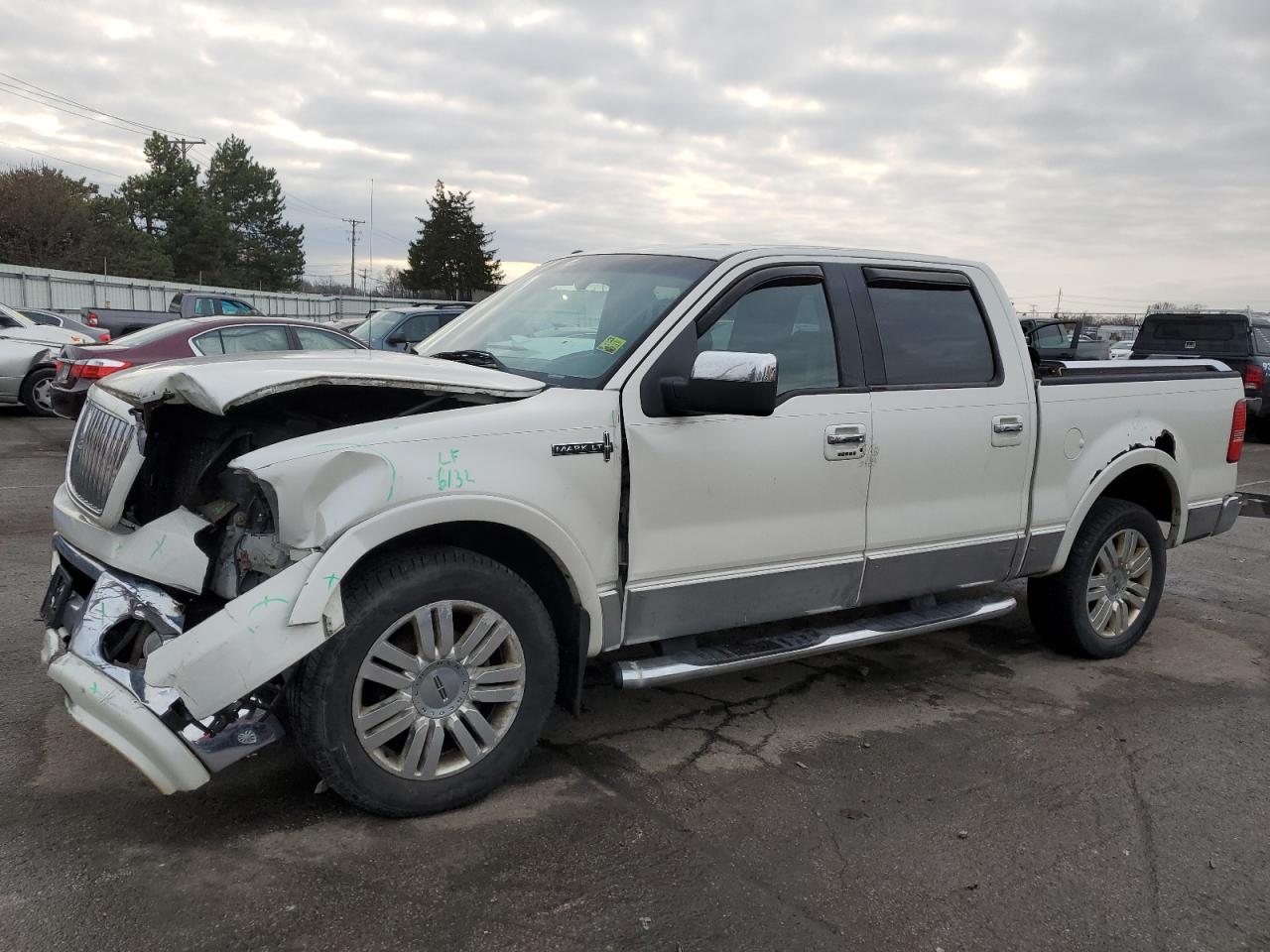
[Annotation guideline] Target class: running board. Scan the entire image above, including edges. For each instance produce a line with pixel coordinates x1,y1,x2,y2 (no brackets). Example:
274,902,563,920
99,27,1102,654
613,598,1017,688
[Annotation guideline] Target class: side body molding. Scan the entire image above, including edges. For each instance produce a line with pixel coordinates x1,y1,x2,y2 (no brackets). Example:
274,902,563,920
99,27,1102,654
1049,447,1187,571
290,493,604,656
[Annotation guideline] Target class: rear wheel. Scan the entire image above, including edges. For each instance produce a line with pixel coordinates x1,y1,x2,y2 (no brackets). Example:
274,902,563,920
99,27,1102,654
19,367,58,416
1028,499,1165,657
291,547,559,816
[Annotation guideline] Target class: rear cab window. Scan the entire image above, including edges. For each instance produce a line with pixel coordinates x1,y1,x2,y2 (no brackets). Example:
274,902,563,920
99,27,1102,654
863,268,1001,387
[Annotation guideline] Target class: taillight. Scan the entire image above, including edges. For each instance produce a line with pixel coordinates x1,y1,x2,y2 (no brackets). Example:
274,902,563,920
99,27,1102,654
71,357,132,380
1225,400,1248,463
1243,363,1266,395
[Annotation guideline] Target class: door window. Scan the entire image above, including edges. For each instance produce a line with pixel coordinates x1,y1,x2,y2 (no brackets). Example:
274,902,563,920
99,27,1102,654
217,323,291,354
869,285,997,386
389,313,437,344
295,327,361,350
219,298,254,317
698,280,839,395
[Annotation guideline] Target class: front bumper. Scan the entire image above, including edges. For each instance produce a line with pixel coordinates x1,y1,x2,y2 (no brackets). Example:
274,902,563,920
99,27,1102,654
41,536,283,793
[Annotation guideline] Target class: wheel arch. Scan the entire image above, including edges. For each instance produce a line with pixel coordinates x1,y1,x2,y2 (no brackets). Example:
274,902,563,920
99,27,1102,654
1049,447,1187,571
290,495,603,707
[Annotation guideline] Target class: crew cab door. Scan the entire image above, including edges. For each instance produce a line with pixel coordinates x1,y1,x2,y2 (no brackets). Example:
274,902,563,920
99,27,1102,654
842,266,1035,604
622,264,870,644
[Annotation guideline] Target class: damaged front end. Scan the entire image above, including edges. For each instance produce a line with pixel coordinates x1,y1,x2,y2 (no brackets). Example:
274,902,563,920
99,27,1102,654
41,358,541,793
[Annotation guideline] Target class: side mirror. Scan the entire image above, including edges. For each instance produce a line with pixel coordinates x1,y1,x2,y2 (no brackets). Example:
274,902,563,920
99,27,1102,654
662,350,776,416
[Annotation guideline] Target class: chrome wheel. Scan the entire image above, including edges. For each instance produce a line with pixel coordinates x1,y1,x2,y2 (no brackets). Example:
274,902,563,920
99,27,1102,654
31,377,54,414
353,600,525,780
1087,530,1153,639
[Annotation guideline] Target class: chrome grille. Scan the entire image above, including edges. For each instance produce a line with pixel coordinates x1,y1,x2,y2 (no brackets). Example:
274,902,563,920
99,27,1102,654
67,400,133,516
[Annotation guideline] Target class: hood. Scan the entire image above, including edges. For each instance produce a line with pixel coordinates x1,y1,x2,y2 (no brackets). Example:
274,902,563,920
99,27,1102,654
96,350,544,416
0,323,86,346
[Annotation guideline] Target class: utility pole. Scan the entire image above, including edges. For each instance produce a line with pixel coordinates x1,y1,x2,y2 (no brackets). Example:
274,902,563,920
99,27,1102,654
165,136,207,159
340,218,366,291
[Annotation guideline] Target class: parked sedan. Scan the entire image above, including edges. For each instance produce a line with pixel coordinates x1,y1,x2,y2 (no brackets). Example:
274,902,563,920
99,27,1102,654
52,317,366,418
348,307,467,350
1108,337,1133,361
0,304,92,416
22,307,110,344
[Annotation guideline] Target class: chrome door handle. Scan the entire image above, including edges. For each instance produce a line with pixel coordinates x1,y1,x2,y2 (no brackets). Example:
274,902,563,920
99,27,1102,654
825,422,869,462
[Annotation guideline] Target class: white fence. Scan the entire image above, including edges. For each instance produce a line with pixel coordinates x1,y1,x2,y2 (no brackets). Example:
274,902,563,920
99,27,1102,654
0,264,472,321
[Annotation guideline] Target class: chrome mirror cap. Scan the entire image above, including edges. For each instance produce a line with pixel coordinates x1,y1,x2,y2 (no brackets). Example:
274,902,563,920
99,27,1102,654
693,350,776,384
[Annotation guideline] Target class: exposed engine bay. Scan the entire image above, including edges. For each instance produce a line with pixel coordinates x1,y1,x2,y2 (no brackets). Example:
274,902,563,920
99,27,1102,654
123,386,495,621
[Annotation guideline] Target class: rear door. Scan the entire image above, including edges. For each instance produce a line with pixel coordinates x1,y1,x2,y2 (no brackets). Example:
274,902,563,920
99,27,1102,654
843,266,1035,603
622,264,870,644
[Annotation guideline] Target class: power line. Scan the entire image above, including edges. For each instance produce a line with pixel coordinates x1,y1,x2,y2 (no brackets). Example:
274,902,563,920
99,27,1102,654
0,140,128,181
0,82,145,136
340,218,366,289
0,71,192,136
282,191,348,221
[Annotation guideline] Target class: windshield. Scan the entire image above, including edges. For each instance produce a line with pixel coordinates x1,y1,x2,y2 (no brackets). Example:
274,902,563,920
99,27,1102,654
419,255,713,387
114,317,195,345
0,304,36,327
348,311,404,340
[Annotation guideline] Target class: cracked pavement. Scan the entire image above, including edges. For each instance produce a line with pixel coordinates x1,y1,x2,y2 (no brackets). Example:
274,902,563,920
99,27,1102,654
0,410,1270,952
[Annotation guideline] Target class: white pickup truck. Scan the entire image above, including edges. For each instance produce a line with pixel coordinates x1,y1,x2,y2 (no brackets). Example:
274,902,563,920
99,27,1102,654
42,246,1246,815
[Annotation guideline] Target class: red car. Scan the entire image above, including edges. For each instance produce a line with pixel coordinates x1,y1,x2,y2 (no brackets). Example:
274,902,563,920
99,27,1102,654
52,317,366,420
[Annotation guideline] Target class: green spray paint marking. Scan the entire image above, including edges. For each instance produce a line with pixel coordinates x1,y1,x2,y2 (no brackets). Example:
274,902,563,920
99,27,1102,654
315,443,396,503
248,595,291,616
428,449,476,490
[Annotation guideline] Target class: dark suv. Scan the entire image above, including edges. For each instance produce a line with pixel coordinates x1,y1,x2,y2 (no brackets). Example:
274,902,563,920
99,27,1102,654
1130,313,1270,439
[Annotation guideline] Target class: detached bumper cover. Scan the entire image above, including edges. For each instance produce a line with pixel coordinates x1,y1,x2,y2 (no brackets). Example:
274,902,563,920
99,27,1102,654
41,536,292,793
46,650,210,793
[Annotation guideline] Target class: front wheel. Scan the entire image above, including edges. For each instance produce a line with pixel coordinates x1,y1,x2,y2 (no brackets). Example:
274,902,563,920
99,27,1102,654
19,367,58,416
1028,499,1165,657
291,547,559,816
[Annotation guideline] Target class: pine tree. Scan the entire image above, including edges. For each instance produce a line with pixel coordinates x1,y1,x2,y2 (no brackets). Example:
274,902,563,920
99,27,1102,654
0,165,173,280
119,132,234,285
205,136,305,291
401,178,503,300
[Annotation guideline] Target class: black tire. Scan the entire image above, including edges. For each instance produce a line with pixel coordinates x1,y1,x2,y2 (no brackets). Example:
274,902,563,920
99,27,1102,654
289,545,559,816
1028,499,1165,658
18,367,58,416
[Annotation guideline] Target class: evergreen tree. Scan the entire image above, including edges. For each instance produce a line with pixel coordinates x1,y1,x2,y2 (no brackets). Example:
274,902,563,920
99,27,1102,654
0,165,173,280
205,136,305,291
119,132,198,237
119,132,234,285
400,178,503,300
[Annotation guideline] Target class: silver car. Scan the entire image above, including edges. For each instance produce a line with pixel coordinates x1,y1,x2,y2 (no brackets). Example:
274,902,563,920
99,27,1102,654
0,304,94,416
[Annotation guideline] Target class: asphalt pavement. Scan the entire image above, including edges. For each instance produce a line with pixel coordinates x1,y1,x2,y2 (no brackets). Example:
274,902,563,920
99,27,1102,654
0,410,1270,952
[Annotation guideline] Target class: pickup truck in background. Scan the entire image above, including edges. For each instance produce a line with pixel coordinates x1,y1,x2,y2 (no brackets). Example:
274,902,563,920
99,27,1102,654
1020,317,1111,361
1130,312,1270,439
80,291,262,337
42,245,1246,816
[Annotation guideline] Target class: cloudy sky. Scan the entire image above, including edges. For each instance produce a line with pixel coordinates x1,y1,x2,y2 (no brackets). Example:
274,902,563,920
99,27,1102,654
0,0,1270,311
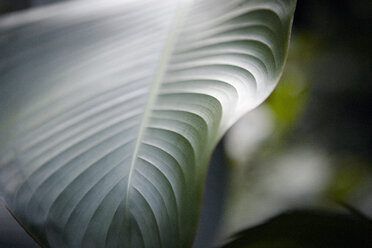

[WRITTEN PROBLEM] Find every line above that contains the string "chrome" and copy each one out. Case counts.

[FINISHED EXERCISE]
[Annotation guideline] Target class: chrome wheel. Scan the entire image above, including edges. For each instance produce a line with pixel coordinates x1,y1,x2,y2 (no brackets). Example:
[Annotation guideline] Target class: chrome grille. Scan the entire image above, including edges. For each instance produce a line with pixel coordinates x1,y1,x2,y2 (no brackets). Example:
[Annotation guideline] Target class: chrome door handle. Scan the entire image above, including edges. For each instance produce a line with pixel coordinates x1,y1,x2,y2 (no brackets). Example:
[Annotation guideline] Target class: chrome mirror cap. Scan the entire image above, including edges. For each instance produce a line with pixel coordinates x1,y1,x2,y2 (no brackets). Example:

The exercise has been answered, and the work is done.